* _What the exercise asks_
Rewrite the rows below as a numbered list, dropping any blank lines.

* _Input data_
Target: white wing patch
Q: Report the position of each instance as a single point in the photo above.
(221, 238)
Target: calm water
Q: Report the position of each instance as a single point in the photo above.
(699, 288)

* _Expected answer_
1. Target: white wing patch
2. Q: Report the position of each instance as a single point in the photo above.
3. (221, 238)
4. Target: calm water
5. Q: Report the position of each instance as a single point in the photo above.
6. (699, 288)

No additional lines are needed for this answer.